From the line that includes "x=98, y=212" to the last line of the records, inclusive, repeat each line exactly.

== Material to process

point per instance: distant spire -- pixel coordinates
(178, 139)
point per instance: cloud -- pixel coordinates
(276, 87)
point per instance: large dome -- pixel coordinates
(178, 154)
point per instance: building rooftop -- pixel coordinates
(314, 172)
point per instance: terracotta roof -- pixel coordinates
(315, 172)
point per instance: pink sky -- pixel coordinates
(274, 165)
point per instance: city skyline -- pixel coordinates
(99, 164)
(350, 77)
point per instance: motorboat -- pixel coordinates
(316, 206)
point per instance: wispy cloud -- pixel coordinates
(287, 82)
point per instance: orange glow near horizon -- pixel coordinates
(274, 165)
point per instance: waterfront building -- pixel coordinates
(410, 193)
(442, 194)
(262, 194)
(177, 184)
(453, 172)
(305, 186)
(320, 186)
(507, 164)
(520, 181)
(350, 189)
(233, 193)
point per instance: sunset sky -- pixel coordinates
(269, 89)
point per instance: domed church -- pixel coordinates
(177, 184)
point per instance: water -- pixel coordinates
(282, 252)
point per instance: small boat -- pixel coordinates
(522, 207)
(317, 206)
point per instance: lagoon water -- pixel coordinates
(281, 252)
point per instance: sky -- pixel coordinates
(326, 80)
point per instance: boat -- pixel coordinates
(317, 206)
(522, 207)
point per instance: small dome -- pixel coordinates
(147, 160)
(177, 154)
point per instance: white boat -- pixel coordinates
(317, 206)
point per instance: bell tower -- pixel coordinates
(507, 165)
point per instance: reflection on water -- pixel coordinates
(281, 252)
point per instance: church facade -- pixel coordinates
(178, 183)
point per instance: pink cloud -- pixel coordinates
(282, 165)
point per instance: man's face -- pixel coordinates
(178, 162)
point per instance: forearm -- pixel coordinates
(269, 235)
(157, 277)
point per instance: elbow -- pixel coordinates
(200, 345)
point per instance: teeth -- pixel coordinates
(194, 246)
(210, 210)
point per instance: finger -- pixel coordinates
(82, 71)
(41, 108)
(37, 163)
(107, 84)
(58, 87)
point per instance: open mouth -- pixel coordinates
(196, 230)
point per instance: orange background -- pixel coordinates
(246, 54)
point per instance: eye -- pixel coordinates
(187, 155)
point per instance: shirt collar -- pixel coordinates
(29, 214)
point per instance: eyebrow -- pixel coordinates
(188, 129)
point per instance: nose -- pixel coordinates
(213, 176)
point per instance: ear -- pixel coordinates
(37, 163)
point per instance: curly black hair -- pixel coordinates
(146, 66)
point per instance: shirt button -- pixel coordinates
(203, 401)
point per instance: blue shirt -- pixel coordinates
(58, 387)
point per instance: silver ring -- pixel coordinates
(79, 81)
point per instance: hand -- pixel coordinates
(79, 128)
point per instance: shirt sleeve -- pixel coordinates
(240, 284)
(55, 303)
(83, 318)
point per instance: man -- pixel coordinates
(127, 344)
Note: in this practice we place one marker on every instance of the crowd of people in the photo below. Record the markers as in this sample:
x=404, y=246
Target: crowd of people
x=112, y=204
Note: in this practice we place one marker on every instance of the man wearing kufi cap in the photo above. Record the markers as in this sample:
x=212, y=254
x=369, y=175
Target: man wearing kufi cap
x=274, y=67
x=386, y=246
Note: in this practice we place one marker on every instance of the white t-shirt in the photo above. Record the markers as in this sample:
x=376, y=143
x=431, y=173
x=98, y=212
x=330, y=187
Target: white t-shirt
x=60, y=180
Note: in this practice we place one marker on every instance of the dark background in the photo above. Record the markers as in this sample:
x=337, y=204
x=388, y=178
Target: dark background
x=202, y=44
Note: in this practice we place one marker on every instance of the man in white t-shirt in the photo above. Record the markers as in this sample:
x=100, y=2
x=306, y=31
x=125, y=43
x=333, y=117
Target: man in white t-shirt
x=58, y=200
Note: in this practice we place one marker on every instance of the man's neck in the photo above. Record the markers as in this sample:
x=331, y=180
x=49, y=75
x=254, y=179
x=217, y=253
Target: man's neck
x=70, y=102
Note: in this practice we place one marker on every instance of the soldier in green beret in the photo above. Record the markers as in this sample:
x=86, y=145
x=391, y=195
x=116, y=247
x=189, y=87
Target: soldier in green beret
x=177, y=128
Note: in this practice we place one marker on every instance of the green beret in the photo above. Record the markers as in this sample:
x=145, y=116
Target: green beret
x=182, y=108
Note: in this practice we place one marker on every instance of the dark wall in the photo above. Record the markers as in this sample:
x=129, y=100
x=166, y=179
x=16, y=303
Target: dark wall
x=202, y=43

====

**Solution for this task:**
x=98, y=212
x=330, y=187
Target: white t-shirt
x=60, y=180
Note: in this practice we place one marker on every instance of the dark background in the photo above. Record the markers as in this sample:
x=337, y=204
x=388, y=178
Target: dark background
x=202, y=44
Note: in this practice we place one marker on every instance of the man in white t-shirt in the photo above. Record the markers as in this sample:
x=100, y=2
x=306, y=31
x=125, y=43
x=333, y=117
Target: man in white t-shirt
x=58, y=200
Note: in this practice we place one marker on every instance of the man's neck in the photo above. Record the markers as in this sample:
x=331, y=180
x=49, y=75
x=254, y=179
x=217, y=253
Target: man's neck
x=70, y=102
Note: in this practice we place one marker on every instance of the soldier in green beret in the photo above. Record the markers as in this sample:
x=86, y=145
x=391, y=195
x=116, y=247
x=189, y=87
Target: soldier in green beret
x=177, y=128
Note: in this practice we place one marker on every instance of the green beret in the photo above. Record the markers as in this sample:
x=145, y=116
Target: green beret
x=182, y=108
Note: in this practice we place one marker on every instance of the dark wall in the photo above. Record the markers as in this sample:
x=129, y=100
x=166, y=179
x=16, y=303
Target: dark wall
x=202, y=43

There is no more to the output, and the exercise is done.